§ **Exercise requirements**: From the draft below, list every change the writer says comes with getting older.

§ **Text section**:
-*-*-

I keep apologizing, sounding like a broken record of an ex trying to get their relationship back but I really am sorry. I talked to my step-father about what happened yesterday concerning my friends. He said that I was one of the nicest person he’s ever met, saying how he knows I try to go outta my way to avoid hurting people but what if he was lying? Cause what if I did say something mean?
I call people idiots and jerks a lot, but I never mean it! I normally mean it in a joking matter but that’s not really nice is it? I’m reeling trying to figure this out and I just want to know what I did wrong so I never do it again. I know not to spout my problems off like I did, I know to watch what I say but how am I supposed to watch EVERYTHING I say?
Fuck I don’t care what I have to do. I’ll do anything, anything to make sure I never hurt anyone like that again. Scaring people, hurting them, it’s so fucking scary to me. I don’t want to do that, that’s the person I aim to NOT be. I wanna help, I wanna heal! Not hurt and scare. I sound like a fucking broken record and it’s pathetic.
I can’t ever post this, it will only make things worse and it’ll only make me feel worse. Because if I post this draft, I’ll be forcing everyone who sees this to be my therapist and I swore to never do that again.
Fuck man. I want help. I’m actually asking for help for once, straight up saying it. But I can’t, the one time I want it, the only time I feel I need it, I can’t ask for it because it’s wrong to do so.
(4/18/2024)
I know that none of my “friends” will be texting me in my birthday this year. I’m not expecting them to text me this year, because I’ve lost all my friends. I don’t think anyone will care this time around. At first I was excited! But getting older isn’t fun at all. People start leaving, start to say things they held back, start to tell you things you didn’t notice before. You grow apart and soon you become alone.

-*-*-

§ **Study material**:

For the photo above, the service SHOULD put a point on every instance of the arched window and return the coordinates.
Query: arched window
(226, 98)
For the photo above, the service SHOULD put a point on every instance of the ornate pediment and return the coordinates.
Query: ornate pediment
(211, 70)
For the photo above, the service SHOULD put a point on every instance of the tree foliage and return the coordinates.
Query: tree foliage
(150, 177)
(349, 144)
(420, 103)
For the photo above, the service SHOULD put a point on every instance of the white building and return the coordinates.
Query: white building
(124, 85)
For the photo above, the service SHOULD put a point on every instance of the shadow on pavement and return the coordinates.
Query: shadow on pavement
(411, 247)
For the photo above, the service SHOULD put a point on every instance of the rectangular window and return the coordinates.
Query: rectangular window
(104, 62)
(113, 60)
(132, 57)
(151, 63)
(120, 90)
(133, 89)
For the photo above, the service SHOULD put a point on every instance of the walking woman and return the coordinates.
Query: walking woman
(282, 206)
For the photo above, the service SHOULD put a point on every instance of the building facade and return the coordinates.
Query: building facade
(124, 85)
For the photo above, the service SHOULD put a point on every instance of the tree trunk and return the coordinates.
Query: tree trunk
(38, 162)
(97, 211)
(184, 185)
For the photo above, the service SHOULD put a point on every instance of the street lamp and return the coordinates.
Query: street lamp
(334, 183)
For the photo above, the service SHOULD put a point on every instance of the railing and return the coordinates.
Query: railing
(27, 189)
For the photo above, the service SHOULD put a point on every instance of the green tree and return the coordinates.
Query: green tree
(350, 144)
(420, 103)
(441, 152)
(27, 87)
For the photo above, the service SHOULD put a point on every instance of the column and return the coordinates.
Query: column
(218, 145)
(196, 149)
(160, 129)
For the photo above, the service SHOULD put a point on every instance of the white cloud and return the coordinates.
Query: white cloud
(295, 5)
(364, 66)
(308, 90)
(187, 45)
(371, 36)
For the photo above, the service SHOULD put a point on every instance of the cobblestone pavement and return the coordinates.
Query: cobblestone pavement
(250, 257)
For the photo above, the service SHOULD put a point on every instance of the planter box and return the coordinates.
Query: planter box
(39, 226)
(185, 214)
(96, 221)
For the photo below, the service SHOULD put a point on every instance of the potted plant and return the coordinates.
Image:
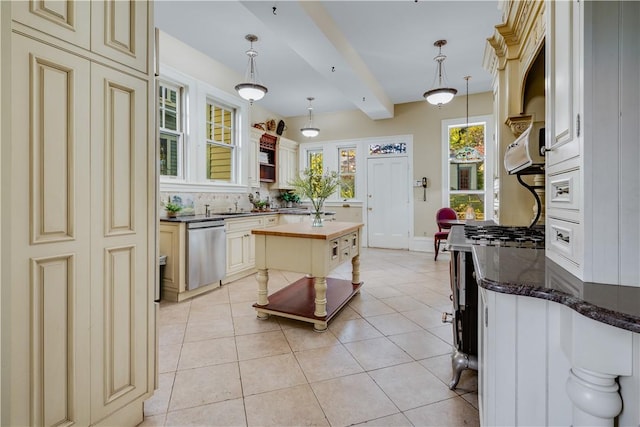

-*-*-

§ **Reply to the exercise**:
- People start leaving.
- People start to say things they held back.
- People start to tell you things you didn't notice before.
- You grow apart.
- Soon you become alone.